▶ [Records for processing]:
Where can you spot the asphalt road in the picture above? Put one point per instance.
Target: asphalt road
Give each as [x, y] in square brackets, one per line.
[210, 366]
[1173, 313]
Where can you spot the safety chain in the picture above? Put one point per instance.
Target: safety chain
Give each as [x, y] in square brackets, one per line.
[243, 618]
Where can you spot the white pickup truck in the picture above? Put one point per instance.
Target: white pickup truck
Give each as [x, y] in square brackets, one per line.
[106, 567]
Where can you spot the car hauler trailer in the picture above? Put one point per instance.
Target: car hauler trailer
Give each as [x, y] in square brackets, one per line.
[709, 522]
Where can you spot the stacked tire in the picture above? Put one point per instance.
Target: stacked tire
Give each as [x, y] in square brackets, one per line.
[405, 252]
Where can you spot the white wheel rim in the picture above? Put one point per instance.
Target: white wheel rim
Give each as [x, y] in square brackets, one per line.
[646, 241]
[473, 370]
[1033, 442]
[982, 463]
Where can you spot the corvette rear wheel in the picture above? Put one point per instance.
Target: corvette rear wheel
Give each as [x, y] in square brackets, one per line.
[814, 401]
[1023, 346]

▶ [Task details]: Copy all the rows above, swapping "Target" for "Label" wherever it occurs and leaving everything else unchanged.

▶ [Task response]:
Where can you spot the asphalt road in the picture above? Put one point per instance.
Label: asphalt road
Give each as [x, y] in square brackets, one per line.
[210, 366]
[1173, 313]
Where can you spot the safety chain in the picture above? Put one point per instance.
Label: safety chain
Give each as [x, y] in square brackets, one per line.
[243, 618]
Where can you spot the white pickup truck in the picture above? Put one point per instance.
Label: white pickup truck
Give each as [x, y] in square brackets, one per line.
[106, 567]
Where can you spot the car hauler trailer in the picture above? Put one point per instance.
Label: car hauler trailer
Give each as [x, y] in square brackets, one per line.
[709, 522]
Where can you spot the stacked tire in the picture above? Put one point per instance.
Label: stacked tire
Give each as [x, y] in square brackets, one per line.
[405, 252]
Where can you spot the white wheel rim in the picture above? Put one point per instance.
Label: white wheel rim
Give each as [x, y] in square brackets, one per line.
[646, 241]
[473, 370]
[1033, 442]
[982, 463]
Where can you spot the corvette rear wheel in the picture above? Put one point per instance.
Label: corvette rear wheel
Give each as [x, y] in square brackets, one per line.
[814, 401]
[1023, 346]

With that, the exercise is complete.